▶ _Task goal_
Whether an entry is long or short, retype it exactly.

----- Data for processing

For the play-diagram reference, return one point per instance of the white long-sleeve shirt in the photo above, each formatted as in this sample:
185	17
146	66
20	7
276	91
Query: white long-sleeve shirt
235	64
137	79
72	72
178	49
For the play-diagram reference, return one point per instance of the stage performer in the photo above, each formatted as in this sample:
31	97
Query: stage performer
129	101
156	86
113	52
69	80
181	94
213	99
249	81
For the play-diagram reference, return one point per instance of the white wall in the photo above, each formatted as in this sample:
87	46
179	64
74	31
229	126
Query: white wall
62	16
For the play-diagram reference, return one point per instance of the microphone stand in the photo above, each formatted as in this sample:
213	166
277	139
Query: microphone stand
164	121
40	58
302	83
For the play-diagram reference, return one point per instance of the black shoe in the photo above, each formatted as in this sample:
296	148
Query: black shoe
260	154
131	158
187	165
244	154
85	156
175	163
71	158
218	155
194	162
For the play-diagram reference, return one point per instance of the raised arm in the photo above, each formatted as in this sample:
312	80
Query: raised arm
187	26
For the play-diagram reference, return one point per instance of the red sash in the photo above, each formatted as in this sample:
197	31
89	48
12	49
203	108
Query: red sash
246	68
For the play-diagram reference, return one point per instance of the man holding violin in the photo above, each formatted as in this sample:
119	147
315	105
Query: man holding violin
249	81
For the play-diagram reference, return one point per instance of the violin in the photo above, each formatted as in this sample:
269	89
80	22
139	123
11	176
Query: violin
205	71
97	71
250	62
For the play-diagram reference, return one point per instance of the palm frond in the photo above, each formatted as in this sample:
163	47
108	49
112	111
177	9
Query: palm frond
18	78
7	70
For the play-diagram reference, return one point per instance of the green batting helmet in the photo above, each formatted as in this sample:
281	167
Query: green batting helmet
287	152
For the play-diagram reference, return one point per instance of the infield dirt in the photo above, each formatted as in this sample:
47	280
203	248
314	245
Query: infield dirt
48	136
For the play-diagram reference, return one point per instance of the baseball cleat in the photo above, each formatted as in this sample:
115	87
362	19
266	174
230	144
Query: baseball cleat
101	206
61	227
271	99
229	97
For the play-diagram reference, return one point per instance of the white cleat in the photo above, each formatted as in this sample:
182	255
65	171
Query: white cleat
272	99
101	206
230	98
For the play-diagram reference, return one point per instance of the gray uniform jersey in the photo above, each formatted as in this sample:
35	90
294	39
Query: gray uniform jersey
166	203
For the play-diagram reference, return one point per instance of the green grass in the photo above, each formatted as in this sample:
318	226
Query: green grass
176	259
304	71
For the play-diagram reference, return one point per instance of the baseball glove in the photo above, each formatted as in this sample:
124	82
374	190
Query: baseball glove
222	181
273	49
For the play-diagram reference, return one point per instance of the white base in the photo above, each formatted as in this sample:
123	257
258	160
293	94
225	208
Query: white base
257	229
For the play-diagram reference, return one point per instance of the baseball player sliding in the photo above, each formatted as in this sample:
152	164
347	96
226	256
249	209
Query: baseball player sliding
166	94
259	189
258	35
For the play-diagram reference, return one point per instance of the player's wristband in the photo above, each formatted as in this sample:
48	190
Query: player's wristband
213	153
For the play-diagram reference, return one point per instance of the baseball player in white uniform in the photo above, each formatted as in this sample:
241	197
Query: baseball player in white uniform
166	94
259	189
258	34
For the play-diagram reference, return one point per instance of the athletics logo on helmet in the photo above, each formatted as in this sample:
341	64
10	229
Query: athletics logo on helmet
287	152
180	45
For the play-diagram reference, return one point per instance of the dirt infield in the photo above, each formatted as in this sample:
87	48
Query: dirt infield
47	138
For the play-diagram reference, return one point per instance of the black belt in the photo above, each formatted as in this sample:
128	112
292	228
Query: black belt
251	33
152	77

----------

▶ _Answer area_
For the play-diagram reference, return one point per instance of the white long-sleeve shirt in the photo above, each formatted as in this sample:
185	17
146	66
20	7
276	91
Query: white long-sleeve shirt
235	64
137	79
72	72
178	49
For the play-diagram reference, return one point per instance of the stage performer in the photo above, each formatted as in this sample:
31	97
Query: stage performer
129	101
156	86
113	52
69	80
181	94
213	99
249	81
For the play-diagram reference, return one point per instance of the white wall in the photo above, each formatted as in this sample:
87	46
179	64
74	31
229	126
Query: white wall
62	16
For the play-diagram reference, return one point per instance of the microphone stand in the photo above, each formatted as in this sample:
213	166
277	139
Query: microphone stand
164	121
40	58
302	83
For the play-diagram reference, return one point per instance of the black shoe in the photo above, each formatted as in this sample:
296	148
Query: black shoe
260	154
131	158
187	165
244	154
85	156
175	163
71	158
218	155
194	162
For the play-diagram reference, return one point per instance of the raised arm in the photo above, each formatted as in this sample:
312	80
Query: raised arm
187	26
For the play-diagram reference, return one point per instance of the red sash in the photo above, each formatted as in this sample:
197	31
89	48
12	49
203	108
Query: red sash
246	68
For the play-diagram reference, return one point per instance of the man holding violin in the photo above, each formatted as in this sample:
119	147
315	105
Query: man holding violin
249	81
For the play-diagram reference, return one point per instance of the violin in the photo above, each formatted as in this sample:
269	89
80	22
139	123
11	176
Query: violin
205	71
97	71
250	62
For the play-diagram reference, return one point per instance of the palm frond in the photo above, each formatted as in this sample:
163	47
108	49
112	111
177	9
Query: palm frond
18	78
7	70
For the play-diagram reference, return one point per instance of the green batting helmet in the photo above, each formatted as in this sample:
281	167
Query: green batting helmet
287	152
For the play-diagram reference, return one point per instance of the infield dirt in the photo above, each formatted as in this sample:
47	280
203	248
314	245
Query: infield dirt
48	136
For the play-diagram reference, return one point per instance of the baseball cleat in the photo above, each formatted as in this sample:
115	87
362	19
266	174
230	144
Query: baseball cleat
101	206
61	227
271	99
229	97
For the play-diagram reference, return one point per instance of the white cleat in the photo above, each formatted as in this sample:
182	255
65	171
Query: white cleat
272	99
101	206
230	98
For the play-diagram reference, return one point per instance of the gray uniform jersey in the photo above, each formatted as in this sample:
35	90
294	39
Query: gray uniform jersey
166	203
For the play-diagram reference, return one point per instance of the green grass in the photo above, each formatted as in this sample:
318	226
Query: green grass
176	259
304	71
For the play-diagram reference, return one point per instance of the baseball glove in the photo above, each formatted as in this sample:
124	82
374	190
Query: baseball glove
222	181
273	49
For the play-diagram reference, return one point per instance of the white base in the photo above, each formatted as in this sample:
123	257
258	160
293	94
225	208
Query: white base
257	229
For the play-diagram reference, return one point per instance of the baseball player sliding in the photo above, each formatted as in this sample:
152	164
347	96
226	256
249	209
Query: baseball player sliding
166	94
259	189
258	35
For the play-diagram reference, return one point per instance of the player's wristband in the photo above, each formatted as in this sample:
48	190
Query: player's wristband
213	153
For the play-diagram reference, return one point per instance of the baseball player in white uniform in the photo above, each formatted as in this sample:
241	197
Query: baseball player in white uniform
166	94
259	189
258	34
For the play-diagram reference, return one point per instance of the athletics logo on helmet in the photo above, each formatted as in this sample:
341	64
10	229
Query: athletics logo on helmet
287	152
180	45
For the play-diagram reference, return one point per instance of the dirt infield in the photo above, each formatted as in this sample:
87	48
Query: dirt infield
47	138
For the play-diagram reference, return one point per instance of the black belt in the photo above, each formatted as in this sample:
128	112
292	228
Query: black belt
251	33
152	77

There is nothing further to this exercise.